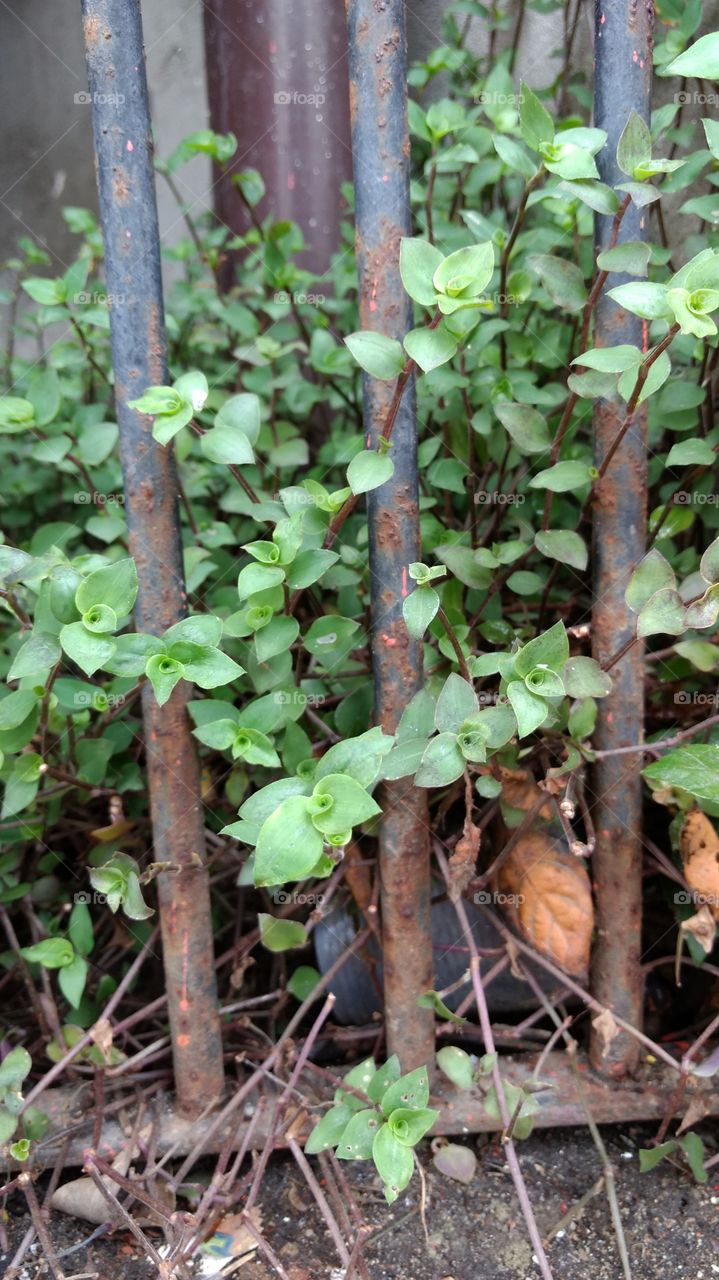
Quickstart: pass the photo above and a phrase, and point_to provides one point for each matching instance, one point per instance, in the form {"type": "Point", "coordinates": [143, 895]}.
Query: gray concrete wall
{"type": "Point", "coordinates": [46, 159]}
* * *
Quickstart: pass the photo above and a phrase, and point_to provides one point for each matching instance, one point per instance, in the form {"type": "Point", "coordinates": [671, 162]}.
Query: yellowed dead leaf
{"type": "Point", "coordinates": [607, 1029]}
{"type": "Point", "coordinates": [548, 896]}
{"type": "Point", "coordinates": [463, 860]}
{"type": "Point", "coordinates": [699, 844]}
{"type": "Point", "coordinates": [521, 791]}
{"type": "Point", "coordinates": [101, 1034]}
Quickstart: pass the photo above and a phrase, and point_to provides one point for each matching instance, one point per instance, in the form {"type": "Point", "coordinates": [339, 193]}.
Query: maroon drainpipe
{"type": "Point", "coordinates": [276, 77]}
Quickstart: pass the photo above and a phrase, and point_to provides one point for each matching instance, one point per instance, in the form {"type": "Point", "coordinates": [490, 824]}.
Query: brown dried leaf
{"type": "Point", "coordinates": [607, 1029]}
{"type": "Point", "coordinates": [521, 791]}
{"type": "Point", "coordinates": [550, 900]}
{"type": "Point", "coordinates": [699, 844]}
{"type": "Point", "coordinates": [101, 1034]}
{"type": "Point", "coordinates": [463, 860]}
--
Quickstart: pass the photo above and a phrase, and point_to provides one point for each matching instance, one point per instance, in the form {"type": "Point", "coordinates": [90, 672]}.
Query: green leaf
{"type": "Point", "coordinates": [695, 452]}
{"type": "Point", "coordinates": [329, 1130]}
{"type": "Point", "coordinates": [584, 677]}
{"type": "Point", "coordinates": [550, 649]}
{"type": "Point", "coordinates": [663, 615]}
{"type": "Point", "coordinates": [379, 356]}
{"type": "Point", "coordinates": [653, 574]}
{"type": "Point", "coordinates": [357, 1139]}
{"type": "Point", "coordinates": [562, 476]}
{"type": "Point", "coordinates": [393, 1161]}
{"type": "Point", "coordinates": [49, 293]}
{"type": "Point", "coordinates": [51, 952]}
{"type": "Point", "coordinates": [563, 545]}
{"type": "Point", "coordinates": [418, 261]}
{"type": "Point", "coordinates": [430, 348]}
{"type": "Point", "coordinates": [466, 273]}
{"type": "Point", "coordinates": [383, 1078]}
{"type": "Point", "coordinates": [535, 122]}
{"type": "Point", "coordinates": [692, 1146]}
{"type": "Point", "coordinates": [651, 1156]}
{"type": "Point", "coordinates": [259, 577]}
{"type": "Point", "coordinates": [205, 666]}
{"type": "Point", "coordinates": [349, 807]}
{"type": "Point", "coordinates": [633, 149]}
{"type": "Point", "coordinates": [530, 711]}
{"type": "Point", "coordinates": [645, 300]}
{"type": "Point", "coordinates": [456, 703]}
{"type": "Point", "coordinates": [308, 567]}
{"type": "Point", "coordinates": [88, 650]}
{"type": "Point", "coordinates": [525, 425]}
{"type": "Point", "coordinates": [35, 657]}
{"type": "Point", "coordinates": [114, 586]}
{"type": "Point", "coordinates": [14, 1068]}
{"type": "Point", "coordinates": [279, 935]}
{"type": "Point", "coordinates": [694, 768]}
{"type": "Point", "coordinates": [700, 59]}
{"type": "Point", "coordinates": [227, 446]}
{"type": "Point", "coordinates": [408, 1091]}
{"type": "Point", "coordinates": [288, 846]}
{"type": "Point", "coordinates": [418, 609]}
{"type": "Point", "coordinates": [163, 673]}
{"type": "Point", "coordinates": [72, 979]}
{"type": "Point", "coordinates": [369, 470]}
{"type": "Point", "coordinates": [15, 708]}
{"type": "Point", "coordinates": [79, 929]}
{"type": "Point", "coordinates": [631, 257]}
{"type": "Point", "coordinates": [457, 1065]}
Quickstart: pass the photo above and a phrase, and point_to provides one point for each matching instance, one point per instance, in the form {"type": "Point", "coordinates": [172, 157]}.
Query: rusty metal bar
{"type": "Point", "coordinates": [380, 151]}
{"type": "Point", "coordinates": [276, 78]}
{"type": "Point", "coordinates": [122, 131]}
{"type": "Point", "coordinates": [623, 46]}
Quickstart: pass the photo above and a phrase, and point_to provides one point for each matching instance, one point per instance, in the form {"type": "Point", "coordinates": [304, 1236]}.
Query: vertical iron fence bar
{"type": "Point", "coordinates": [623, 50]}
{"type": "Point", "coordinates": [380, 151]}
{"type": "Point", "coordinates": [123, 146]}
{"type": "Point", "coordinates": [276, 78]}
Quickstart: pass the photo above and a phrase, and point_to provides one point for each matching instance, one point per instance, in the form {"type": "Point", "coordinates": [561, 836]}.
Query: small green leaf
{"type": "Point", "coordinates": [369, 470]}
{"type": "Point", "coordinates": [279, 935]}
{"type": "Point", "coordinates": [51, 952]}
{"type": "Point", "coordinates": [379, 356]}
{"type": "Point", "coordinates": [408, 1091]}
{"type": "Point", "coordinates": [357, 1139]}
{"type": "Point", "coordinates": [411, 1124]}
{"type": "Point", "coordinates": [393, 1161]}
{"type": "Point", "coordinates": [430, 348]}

Exercise prompt: Every line of the records in which the string "Quickstart" is found should be counted, and only the count returned.

Written answer: 8